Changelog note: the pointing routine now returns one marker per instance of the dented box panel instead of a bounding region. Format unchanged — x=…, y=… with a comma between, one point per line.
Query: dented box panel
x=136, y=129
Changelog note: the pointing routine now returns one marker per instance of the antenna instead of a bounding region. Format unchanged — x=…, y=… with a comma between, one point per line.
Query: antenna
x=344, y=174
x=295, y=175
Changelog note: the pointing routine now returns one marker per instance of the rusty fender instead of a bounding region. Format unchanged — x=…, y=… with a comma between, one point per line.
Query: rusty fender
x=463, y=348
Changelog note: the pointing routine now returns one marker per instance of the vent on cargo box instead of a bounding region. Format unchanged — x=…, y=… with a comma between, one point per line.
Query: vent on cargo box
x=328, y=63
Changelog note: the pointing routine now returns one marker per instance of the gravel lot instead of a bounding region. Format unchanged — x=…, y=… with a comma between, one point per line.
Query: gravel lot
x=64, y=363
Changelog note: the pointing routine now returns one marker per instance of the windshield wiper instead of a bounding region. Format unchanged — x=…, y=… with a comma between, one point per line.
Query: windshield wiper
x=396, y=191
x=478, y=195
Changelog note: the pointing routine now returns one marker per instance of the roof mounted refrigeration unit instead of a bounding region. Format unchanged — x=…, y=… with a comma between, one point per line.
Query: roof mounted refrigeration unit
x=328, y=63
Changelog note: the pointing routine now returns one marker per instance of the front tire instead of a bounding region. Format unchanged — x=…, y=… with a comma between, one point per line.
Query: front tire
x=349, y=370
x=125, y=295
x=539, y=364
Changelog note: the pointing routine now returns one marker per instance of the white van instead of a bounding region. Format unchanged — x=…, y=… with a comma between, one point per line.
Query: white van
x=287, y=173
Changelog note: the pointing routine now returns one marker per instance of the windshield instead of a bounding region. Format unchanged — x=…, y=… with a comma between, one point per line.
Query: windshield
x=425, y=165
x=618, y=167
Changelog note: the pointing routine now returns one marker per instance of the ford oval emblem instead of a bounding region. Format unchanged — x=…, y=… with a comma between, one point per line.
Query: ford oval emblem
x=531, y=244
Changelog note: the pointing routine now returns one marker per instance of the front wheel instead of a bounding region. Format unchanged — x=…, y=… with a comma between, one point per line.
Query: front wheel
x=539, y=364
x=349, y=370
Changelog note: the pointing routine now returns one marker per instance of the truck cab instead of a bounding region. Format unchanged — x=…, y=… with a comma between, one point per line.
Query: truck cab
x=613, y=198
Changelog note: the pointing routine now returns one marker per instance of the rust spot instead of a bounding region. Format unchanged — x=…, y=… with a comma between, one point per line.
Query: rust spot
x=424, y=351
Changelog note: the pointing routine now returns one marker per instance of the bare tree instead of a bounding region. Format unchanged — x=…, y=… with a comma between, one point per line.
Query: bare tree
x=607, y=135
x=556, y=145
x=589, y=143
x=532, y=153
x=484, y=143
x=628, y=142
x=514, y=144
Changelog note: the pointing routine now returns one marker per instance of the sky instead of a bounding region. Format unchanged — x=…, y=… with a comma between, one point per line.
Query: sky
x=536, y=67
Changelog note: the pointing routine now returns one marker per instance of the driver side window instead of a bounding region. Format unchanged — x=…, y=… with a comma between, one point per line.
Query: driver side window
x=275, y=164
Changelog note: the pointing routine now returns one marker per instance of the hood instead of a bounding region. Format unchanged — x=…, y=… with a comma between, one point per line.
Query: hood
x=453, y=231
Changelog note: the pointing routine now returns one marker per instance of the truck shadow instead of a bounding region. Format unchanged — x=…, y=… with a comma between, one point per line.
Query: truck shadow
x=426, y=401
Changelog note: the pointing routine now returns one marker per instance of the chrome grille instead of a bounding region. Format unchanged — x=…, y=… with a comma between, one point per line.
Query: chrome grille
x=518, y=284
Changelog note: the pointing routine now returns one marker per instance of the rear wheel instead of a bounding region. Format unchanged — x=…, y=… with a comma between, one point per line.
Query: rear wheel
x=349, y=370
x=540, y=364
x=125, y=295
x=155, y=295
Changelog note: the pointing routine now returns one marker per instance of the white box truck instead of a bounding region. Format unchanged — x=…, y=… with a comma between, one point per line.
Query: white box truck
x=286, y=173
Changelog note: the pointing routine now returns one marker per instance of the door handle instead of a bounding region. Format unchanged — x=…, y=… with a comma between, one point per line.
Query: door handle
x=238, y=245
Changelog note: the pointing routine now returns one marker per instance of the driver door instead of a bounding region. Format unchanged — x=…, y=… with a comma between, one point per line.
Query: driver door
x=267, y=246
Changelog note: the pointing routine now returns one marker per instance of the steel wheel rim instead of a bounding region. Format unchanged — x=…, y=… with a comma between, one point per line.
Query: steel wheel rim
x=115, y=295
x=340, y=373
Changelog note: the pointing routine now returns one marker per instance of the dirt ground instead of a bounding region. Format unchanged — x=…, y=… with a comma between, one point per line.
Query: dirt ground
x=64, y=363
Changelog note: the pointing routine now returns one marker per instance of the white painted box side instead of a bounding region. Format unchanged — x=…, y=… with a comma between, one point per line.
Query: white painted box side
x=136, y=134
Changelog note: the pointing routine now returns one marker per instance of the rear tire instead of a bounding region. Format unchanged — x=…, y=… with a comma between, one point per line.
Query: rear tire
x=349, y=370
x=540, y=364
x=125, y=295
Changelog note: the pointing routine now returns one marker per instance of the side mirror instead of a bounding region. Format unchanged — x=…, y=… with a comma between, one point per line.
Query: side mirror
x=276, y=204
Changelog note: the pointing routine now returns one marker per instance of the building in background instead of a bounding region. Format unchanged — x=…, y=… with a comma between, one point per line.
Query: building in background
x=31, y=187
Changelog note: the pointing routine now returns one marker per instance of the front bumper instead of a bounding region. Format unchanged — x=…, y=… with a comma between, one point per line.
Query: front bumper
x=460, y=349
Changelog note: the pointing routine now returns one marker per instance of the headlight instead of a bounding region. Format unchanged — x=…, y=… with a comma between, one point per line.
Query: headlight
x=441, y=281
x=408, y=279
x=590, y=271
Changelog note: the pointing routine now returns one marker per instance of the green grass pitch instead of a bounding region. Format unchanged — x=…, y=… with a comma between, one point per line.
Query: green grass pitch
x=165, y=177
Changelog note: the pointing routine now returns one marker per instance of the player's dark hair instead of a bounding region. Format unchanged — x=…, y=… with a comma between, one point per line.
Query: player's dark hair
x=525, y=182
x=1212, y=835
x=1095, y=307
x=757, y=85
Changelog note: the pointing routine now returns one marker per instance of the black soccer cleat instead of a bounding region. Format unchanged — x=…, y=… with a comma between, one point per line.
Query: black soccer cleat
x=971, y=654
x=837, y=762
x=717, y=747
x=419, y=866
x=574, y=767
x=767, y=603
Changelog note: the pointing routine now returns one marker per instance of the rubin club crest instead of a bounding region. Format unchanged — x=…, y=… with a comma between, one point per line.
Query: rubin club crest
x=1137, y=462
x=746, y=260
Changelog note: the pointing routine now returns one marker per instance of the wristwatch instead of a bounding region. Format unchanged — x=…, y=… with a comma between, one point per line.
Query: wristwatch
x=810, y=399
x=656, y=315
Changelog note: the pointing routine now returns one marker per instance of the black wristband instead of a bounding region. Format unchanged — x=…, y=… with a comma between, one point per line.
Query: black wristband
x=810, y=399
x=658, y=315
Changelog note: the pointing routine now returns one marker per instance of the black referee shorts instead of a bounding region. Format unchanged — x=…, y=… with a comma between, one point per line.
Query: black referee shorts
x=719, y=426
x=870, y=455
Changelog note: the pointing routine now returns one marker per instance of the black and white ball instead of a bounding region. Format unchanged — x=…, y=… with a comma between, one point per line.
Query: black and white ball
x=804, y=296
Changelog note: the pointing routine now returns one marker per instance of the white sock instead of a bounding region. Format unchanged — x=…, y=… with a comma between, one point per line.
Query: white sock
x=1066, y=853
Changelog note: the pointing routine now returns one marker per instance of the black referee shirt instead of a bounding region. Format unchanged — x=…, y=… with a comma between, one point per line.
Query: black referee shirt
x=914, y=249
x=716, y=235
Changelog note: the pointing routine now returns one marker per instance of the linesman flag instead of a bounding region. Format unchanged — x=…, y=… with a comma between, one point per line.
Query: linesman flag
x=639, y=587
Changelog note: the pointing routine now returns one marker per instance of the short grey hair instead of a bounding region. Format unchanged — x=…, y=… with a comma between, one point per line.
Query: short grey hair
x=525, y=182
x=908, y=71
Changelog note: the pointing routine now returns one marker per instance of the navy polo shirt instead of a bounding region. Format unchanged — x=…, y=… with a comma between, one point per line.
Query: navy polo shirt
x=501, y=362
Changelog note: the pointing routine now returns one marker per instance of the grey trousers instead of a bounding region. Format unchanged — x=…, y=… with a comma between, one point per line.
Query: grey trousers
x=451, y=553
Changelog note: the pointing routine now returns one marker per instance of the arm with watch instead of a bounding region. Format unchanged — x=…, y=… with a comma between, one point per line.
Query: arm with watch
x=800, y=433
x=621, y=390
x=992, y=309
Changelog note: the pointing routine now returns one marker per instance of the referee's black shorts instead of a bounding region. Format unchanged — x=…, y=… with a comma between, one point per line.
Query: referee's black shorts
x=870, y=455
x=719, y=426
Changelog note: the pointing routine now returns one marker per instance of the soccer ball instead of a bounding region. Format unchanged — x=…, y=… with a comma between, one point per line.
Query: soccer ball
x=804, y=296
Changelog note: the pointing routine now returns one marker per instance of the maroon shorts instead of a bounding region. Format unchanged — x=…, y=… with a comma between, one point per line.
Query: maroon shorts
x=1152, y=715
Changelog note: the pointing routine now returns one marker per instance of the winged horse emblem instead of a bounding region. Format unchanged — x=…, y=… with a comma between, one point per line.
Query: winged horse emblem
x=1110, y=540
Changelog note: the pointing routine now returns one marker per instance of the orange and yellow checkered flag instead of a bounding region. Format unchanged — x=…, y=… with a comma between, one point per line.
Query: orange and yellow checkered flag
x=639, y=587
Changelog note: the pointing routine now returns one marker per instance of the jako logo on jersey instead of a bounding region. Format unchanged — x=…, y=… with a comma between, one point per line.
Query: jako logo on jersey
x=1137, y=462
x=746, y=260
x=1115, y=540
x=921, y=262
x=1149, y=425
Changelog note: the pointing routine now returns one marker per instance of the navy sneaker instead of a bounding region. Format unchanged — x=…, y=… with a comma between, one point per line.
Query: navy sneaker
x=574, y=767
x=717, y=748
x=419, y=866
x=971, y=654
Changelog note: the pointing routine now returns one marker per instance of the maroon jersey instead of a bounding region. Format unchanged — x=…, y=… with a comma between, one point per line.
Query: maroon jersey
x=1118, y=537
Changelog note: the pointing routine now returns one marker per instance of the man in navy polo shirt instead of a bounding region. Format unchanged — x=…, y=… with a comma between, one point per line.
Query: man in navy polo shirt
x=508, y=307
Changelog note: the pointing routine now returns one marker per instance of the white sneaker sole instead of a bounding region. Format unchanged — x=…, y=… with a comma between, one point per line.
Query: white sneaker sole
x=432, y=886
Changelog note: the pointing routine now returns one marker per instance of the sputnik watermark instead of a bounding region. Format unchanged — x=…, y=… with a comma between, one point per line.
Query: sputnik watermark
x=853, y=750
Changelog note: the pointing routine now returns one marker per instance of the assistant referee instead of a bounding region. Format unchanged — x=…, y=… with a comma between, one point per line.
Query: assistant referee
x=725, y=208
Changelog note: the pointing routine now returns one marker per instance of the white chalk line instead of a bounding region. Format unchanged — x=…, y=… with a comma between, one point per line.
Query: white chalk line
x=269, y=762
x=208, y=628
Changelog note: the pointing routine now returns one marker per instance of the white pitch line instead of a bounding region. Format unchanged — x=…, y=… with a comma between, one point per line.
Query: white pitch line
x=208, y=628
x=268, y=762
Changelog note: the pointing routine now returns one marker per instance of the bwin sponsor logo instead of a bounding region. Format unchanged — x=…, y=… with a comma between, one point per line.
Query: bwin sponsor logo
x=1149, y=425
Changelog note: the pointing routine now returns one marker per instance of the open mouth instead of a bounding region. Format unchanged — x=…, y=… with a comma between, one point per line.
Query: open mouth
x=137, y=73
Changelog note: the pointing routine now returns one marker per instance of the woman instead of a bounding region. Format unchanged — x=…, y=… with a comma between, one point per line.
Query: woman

### Short exercise
Convert the material above into a Markdown table with the columns No. and Line, starting with the line that contains "the rust spot" and going on through the line that contains "x=424, y=351". Number each line in order and leave out blank lines.

### Complete answer
| No. | Line |
|---|---|
| 1 | Changelog note: the pointing routine now returns one marker per instance of the rust spot instead of a bounding region. Format unchanged — x=…, y=… with a comma between, one point per line. |
| 2 | Query: rust spot |
| 3 | x=424, y=351 |